_The task_.
Tally the lines in the listing below that contain the string "distant", and give only the number. Case counts.

[Pointing dataset excerpts]
============

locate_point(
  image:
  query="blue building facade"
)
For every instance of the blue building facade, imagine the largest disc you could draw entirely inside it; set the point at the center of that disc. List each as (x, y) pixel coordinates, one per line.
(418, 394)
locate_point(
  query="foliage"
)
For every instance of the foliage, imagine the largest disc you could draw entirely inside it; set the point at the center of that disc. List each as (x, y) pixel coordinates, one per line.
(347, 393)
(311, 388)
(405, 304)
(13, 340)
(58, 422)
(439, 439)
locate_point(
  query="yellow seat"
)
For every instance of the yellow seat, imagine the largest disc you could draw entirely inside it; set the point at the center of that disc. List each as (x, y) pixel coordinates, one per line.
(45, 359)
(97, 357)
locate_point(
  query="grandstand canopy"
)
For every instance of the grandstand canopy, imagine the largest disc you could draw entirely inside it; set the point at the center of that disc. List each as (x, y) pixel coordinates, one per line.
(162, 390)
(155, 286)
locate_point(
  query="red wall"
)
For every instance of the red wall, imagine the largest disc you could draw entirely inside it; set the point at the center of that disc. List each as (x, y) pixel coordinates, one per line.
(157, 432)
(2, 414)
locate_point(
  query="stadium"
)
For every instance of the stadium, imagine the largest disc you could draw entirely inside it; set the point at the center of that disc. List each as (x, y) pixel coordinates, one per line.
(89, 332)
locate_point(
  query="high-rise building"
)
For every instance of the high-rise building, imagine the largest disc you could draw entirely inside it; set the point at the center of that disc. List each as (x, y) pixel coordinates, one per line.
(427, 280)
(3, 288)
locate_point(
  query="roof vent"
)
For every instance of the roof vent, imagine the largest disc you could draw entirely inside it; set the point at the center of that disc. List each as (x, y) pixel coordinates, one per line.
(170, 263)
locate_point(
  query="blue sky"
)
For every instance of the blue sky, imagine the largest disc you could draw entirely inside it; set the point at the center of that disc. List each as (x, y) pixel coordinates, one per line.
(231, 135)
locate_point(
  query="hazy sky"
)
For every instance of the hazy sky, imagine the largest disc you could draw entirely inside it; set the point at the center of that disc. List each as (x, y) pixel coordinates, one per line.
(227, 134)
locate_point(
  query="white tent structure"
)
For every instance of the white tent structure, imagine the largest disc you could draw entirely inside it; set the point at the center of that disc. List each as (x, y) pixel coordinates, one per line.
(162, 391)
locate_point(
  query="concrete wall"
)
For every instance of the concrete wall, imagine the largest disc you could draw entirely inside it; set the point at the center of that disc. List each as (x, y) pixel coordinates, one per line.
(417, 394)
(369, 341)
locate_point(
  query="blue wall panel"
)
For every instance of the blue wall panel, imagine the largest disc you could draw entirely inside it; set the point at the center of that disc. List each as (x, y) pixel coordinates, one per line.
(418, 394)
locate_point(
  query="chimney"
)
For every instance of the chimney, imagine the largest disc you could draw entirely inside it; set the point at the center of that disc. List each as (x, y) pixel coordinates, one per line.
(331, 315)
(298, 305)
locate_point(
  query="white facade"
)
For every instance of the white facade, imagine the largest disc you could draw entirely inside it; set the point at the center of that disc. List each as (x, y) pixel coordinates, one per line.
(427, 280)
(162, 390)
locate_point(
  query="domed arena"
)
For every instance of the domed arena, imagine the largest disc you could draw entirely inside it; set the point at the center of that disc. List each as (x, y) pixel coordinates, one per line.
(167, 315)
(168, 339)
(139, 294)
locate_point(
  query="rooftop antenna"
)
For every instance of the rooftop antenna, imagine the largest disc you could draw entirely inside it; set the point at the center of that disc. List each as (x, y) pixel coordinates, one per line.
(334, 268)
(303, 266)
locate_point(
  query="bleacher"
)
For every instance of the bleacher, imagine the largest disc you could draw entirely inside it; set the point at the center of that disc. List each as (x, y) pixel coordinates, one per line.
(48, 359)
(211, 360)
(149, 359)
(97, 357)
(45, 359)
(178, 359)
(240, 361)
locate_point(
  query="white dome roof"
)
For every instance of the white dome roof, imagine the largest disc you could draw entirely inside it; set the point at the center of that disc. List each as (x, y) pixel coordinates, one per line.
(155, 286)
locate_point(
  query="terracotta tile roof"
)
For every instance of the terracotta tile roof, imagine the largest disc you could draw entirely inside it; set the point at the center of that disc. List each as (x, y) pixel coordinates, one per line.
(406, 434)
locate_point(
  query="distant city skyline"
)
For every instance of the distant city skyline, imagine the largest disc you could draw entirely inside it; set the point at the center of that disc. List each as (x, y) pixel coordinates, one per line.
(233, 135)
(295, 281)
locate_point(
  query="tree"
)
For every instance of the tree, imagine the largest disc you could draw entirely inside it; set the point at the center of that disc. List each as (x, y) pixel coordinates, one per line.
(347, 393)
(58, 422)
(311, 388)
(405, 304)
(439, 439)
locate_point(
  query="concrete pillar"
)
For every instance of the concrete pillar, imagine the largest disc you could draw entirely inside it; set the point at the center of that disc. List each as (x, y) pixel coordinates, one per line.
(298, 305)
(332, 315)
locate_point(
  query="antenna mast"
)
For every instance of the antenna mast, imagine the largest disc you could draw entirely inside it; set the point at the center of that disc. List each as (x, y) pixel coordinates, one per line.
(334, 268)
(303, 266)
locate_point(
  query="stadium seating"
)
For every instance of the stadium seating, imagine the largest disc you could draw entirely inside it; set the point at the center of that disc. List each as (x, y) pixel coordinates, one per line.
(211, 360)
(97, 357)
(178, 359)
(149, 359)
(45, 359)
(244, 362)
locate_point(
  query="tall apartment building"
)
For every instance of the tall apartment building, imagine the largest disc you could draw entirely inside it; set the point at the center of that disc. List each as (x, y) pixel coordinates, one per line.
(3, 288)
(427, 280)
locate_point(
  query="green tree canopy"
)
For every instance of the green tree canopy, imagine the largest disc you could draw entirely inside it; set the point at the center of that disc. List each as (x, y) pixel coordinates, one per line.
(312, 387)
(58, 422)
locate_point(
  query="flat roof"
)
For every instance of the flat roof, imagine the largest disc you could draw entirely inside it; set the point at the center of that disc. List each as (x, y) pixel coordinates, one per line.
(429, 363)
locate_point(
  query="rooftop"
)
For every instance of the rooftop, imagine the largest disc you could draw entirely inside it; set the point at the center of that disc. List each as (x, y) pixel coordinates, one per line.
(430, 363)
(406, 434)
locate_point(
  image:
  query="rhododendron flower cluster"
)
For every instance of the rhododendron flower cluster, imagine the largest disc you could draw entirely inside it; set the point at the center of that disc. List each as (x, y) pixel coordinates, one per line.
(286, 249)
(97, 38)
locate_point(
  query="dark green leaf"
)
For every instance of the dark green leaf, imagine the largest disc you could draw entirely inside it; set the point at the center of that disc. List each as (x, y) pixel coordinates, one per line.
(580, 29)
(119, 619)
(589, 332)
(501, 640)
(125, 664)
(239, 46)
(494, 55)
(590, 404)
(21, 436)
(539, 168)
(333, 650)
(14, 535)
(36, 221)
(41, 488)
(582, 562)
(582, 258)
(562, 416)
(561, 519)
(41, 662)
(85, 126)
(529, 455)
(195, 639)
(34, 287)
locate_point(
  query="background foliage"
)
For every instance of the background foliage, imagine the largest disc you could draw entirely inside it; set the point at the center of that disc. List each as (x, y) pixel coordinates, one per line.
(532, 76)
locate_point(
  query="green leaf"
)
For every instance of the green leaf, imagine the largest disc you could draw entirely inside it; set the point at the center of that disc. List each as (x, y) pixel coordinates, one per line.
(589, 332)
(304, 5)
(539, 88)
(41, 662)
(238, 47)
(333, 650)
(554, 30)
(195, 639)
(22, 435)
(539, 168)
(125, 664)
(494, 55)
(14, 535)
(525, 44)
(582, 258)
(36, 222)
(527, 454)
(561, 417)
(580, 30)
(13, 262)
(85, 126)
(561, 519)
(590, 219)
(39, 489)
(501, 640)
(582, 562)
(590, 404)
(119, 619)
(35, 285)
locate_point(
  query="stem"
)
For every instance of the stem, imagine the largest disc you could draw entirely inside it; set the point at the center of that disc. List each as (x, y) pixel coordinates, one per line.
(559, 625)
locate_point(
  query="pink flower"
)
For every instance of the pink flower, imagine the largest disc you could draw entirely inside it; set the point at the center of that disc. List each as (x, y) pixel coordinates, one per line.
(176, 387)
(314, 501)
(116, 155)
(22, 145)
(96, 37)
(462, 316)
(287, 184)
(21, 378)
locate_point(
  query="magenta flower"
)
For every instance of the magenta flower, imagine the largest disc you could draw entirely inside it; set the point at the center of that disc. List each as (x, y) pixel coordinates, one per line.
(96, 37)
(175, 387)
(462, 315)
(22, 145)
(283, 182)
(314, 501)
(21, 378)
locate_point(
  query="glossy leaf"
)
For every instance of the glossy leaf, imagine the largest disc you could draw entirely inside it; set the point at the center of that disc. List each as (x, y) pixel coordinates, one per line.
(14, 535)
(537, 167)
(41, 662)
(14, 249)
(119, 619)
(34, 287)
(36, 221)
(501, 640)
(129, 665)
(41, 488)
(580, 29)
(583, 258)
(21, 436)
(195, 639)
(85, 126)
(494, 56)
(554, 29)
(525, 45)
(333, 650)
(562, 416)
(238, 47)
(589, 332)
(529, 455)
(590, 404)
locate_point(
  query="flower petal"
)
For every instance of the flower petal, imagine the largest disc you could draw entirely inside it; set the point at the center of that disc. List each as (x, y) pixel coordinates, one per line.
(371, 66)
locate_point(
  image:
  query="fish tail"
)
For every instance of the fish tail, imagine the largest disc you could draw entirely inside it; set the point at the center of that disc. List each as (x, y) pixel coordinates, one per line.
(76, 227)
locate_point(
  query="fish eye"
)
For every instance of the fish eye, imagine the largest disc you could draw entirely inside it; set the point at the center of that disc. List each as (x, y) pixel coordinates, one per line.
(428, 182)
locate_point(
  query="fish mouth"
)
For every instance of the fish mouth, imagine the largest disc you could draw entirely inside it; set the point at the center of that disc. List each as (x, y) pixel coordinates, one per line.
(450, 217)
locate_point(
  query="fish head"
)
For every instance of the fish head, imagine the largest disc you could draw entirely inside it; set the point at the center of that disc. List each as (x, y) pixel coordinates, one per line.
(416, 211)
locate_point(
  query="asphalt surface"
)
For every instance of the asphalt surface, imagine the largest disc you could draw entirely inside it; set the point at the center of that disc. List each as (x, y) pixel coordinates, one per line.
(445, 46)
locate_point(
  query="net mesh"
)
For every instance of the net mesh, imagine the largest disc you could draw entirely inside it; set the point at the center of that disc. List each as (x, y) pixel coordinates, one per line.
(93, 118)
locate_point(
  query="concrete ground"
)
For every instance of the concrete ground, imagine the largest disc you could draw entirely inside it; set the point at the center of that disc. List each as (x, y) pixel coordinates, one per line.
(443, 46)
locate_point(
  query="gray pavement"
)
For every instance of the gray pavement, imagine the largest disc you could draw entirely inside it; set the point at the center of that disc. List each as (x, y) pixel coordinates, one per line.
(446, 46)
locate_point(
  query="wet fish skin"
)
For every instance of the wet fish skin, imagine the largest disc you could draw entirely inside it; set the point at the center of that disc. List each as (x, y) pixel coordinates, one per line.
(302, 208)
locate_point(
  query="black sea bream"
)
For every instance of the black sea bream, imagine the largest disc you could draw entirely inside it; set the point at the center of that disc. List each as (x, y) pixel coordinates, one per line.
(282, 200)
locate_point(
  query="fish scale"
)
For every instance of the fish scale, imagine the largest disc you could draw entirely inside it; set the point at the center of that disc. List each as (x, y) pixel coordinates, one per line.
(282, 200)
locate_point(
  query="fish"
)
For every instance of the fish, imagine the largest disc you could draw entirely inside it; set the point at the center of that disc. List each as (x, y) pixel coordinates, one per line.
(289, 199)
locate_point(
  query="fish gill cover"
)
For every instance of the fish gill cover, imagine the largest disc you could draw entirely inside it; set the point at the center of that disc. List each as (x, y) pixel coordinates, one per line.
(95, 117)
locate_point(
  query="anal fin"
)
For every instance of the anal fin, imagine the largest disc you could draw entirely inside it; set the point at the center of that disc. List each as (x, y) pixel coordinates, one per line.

============

_Exercise output_.
2